*SELECTED EXTRACT:*
◆ ◆ ◆

The photos posted by HoustonKid are great to go on. If this is going to be a passion, get what he has, especially the Stinky Pants stringer. 

If you are truly a newbie, this should be helpful:

About live bait:
Live shrimp, you have to keep it alive.
They are very fragile but are a great bait.

You will need a 3-5 gal bucket like those from Home Depot, with a lid that snaps on & off. You can also get them from fishing supply stores, Academy, bait shops, etc. If you already have one, make very sure it is very, very clean and clear of shrimp killing toxins.
You will need an aerator or bubbler, typically using D size batteries and an aquarium-like bubbling stone with a weight to keep it submerged. It will be best to have the bait shop put water and the shrimp directly into your large bucket. Start the bubbles as soon as you get it back to the car.
You will need a floating bait bucket with a ~3-4ft cord or small diameter floating rope to attach it to you while you are wading. Make sure you are attached securely, the surf can really tug on the bucket. 
When you are ready to hit the water, transfer the shrimp by locking the lid of the bait bucket open (most will have this), and slowly pour from the bucket of water and shrimp into the opening. Do this on the wet part of the beach so you can grab any shrimp that may try to escape the process and they don't get fried by hot sand. Get yourself and the shrimp into the water without much delay, so the shrimp have clean, fresh, cooler water.
There is a "skill" to reaching into the bucket while in the water and pulling out 1 shrimp only and grasping it in such a way that it doesn't jump out of your hand, and not losing your fishing rod. Basically hold your rod under your armpit firmly, hold the bucket mostly out of the water by its handle, reach in with your other hand and grab. Let the spring loaded lid close as you pull a shrimp out, let go of the bucket, and hook your shrimp.

I will let you google search how to hook the shrimp; there are several ways.

When you come out of the water and you still have live shrimp, sit the bucket upright on the wet part of the beach (cooler), go fill your HD bucket with water, sink the floating bucket into the big bucket (can sometimes be a challenge), and restart the bubbles. Keep the buckets in the shade, avoid placing them on hot sand, change out the water frequently.
And...have fun!!!!


----------



## kenfa03 (Mar 27, 2014)

Smiledoc said:


> The photos posted by HoustonKid are great to go on. If this is going to be a passion, get what he has, especially the Stinky Pants stringer.
> 
> If you are truly a newbie, this should be helpful:
> 
> ...


Thanks alot.

Sent from my iPhone using Tapatalk


----------



## kenfa03 (Mar 27, 2014)

Got the pole, popping corks and bait bucket. What time do the bait shops normally open?

◆ ◆ ◆

Records from a data source
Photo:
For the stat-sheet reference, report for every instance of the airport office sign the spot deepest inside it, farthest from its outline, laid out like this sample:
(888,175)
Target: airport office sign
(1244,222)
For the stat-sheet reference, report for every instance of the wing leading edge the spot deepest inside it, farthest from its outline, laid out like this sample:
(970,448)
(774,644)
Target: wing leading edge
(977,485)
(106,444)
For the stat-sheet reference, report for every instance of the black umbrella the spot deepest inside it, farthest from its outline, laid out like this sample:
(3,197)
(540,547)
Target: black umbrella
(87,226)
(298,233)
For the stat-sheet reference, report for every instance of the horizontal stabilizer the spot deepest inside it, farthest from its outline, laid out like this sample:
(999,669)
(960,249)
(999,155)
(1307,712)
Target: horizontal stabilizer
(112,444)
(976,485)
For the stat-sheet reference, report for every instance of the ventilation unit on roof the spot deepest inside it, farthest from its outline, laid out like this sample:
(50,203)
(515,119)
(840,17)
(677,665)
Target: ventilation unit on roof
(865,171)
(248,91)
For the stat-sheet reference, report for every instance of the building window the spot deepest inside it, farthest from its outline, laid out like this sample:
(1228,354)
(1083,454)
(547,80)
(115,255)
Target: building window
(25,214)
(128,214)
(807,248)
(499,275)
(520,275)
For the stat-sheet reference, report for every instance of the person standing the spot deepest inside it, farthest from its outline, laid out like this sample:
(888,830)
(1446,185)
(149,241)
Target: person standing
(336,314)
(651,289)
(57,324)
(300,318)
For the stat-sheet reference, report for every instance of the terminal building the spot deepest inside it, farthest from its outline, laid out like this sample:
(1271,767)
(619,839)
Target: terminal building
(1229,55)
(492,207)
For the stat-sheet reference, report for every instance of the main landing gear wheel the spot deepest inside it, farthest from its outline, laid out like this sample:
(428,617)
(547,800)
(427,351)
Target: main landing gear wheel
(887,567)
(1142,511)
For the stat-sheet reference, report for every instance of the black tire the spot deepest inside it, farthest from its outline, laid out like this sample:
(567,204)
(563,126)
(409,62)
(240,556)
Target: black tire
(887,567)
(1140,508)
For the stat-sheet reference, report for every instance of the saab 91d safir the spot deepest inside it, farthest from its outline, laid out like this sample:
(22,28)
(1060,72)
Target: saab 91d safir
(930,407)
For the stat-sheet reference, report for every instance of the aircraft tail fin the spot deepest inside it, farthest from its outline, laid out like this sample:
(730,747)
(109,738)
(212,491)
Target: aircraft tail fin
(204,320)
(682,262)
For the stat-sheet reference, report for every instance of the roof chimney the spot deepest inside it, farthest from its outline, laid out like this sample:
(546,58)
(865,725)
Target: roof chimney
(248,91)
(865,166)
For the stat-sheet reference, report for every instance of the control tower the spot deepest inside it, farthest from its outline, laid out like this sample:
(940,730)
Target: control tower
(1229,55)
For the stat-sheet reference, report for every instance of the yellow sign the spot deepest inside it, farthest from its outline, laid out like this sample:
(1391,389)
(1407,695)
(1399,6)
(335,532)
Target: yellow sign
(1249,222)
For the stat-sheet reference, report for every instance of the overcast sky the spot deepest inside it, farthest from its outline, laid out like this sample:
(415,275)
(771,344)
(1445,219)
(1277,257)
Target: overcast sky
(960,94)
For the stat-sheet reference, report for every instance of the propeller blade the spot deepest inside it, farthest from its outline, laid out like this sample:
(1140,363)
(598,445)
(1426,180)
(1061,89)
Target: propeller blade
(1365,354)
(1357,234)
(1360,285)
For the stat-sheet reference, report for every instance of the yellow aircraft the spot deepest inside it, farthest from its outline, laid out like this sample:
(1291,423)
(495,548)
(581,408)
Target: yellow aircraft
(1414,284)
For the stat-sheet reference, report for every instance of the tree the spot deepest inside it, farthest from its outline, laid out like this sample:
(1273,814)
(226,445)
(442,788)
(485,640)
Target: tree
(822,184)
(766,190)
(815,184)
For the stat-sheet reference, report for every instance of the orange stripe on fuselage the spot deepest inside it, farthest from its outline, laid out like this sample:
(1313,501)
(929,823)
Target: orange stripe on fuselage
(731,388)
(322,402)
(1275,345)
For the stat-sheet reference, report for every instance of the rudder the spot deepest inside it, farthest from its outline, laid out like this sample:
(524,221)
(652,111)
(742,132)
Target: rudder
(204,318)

◆ ◆ ◆

*TASK:* Edit the stretch of the live shrimp advice that opens with the words containing "You will need a floating" and closes with "fresh, cooler water.", changing "surf" to "waves". You can do without the records here.

*EXERCISE RESULT:*
You will need a floating bait bucket with a ~3-4ft cord or small diameter floating rope to attach it to you while you are wading. Make sure you are attached securely, the waves can really tug on the bucket. 
When you are ready to hit the water, transfer the shrimp by locking the lid of the bait bucket open (most will have this), and slowly pour from the bucket of water and shrimp into the opening. Do this on the wet part of the beach so you can grab any shrimp that may try to escape the process and they don't get fried by hot sand. Get yourself and the shrimp into the water without much delay, so the shrimp have clean, fresh, cooler water.